§ **REQUESTS**
(a) Answer these from the text on ioquake3 renderer support:
(i) Which cvars should the server code check on clients?
(ii) What kind of animation does the text call the "new" hotness?
(iii) In what does the text say MD5 format support is a great starting point?
(b) Duplicate a passage from the text on ioquake3 renderer support word for word. Begin at the words "One of the desirable" and stop after "to get unhappy.".

§ **DOCUMENT TEXT**

□ □ □ □ □ □ □

On the server side the same considerations can be made. However, I am unfamiliar with server map parsing code so I do not know if the server actually cares about .arena files or if they are only used by clients when choosing maps via the UI. If the server parses .arena files, the same general solution may work as on the client with an additional entry or perhaps a "blank" .arena to prevent the map from being marked as usable on non-ioquake3 servers with the information instead in a .render or .ioarena file. The server code should snoop clients for the cl_renderer or r_renderer cvar and compare that with the currently-loaded map. If the client's renderer is not supported, either kick the client with an error message stating what's wrong (map requires different renderer, please switch to X instead) or if the cvar is not found (indicating a non-ioquake3 client) and the basic renderer is not listed as supported by the current map, kick the client with an error message stating what's wrong (map requires ioquake3 running X renderer, please go to and download the client). It may be desirable, depending on how a map fails to display on other Quake 3 clients, to allow the client to connect and load and instead abuse/reuse the MOTD code to pop up a message on the screen (a few seconds after the existing server MOTD, if there is one) to provide the same information and how to resolve the map that looks bad/doesn't work right. You could even include support on a per-renderer basis via the iorenderers.ini file as to what behavior you want, give control to the mapper via the .render/.ioarena file, or let the server op decide via another server cvar. Or multiple levels, each with a certain override of the others, say iorenderers.ini as a baseline, .render/.ioarena overrides that, and server cvar overrides both as the server op should have the ultimate option to dictate the playing experience on the server they are running.

Enhanced Model/Animation Support

One of the desirable bullet points for attracting artists is the ability to use a more "modern" model and animation format. In this case, exporting to vertex animation is old and busted but exporting to skeletal animation is the "new" hotness. Being able to take advantage of things like normal maps are also of interest to modelers as making a normal map from a high-poly model to apply to a lower-poly version of that same model is part of the typical workflow that is used in the gaming industry nowadays. Being able to offer that same workflow and having real results is far more attractive than telling your potential artists, "well, do it like you'd like to do and then we'll just ignore all the work when we dump it into an MD3." Yes, the artist can still do the same workflow but without the payoff of seeing it used in-game in all its glory, the artist tends to get unhappy.

The MD5 format support in XreaL is a great starting point. However, I do not know if this format can gracefully be degraded for legacy renderer support. If so, then adding support for MD5 should be "global" for the engine in the sense that it would be available to any renderer.

□ □ □ □ □ □ □

§ **RECORDED INFORMATION**
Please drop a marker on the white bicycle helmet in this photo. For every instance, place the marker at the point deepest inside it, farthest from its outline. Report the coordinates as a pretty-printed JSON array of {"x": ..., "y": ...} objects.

□ □ □ □ □ □ □

§ **WRITTEN RESPONSES**
(a)
(i) cl_renderer or r_renderer
(ii) Skeletal animation
(iii) XreaL

(b)
One of the desirable bullet points for attracting artists is the ability to use a more "modern" model and animation format. In this case, exporting to vertex animation is old and busted but exporting to skeletal animation is the "new" hotness. Being able to take advantage of things like normal maps are also of interest to modelers as making a normal map from a high-poly model to apply to a lower-poly version of that same model is part of the typical workflow that is used in the gaming industry nowadays. Being able to offer that same workflow and having real results is far more attractive than telling your potential artists, "well, do it like you'd like to do and then we'll just ignore all the work when we dump it into an MD3." Yes, the artist can still do the same workflow but without the payoff of seeing it used in-game in all its glory, the artist tends to get unhappy.